Pull out every line below that contains the word "Target" and copy each one in full.
#### Material for this task
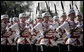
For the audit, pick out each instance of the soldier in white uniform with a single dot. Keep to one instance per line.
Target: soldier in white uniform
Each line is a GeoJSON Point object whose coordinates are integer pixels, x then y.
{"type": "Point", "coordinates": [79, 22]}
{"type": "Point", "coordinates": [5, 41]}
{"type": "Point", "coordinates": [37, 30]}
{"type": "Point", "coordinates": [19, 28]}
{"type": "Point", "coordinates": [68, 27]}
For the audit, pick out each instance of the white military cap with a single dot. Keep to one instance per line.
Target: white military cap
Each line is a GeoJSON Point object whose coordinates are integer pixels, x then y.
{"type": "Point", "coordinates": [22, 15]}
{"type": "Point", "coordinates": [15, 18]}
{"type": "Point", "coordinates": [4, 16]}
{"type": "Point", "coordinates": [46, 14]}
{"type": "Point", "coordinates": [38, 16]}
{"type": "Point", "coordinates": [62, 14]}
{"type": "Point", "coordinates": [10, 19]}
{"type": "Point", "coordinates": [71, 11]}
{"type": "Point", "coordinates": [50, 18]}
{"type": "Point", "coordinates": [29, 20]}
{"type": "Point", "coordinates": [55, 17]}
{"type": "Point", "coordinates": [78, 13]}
########
#### Material for this task
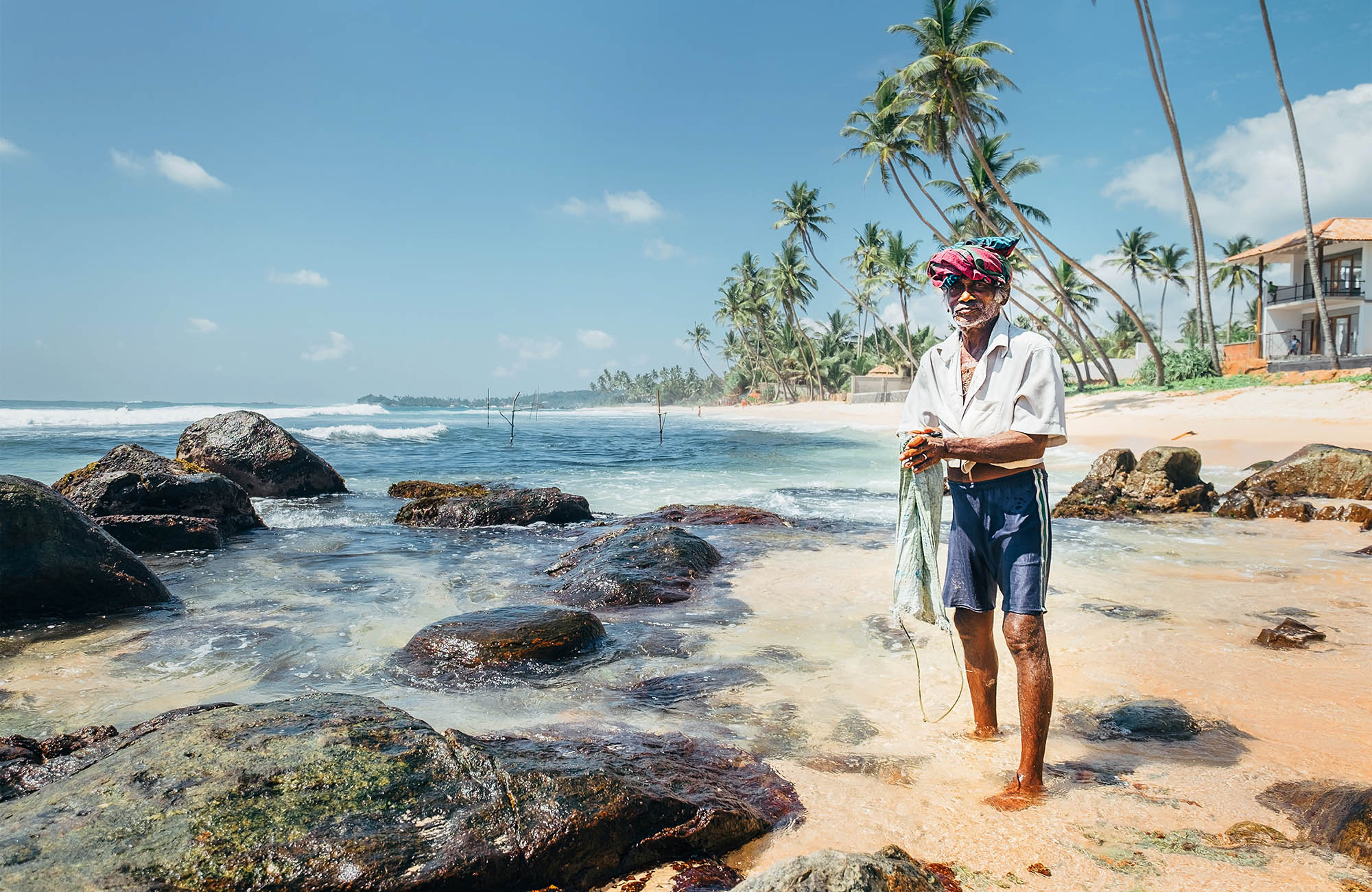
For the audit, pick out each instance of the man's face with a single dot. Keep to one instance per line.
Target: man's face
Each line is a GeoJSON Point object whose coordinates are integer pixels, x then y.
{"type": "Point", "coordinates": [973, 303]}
########
### Solution to the exercise
Target: soldier in white uniform
Target: white military cap
Target: man's face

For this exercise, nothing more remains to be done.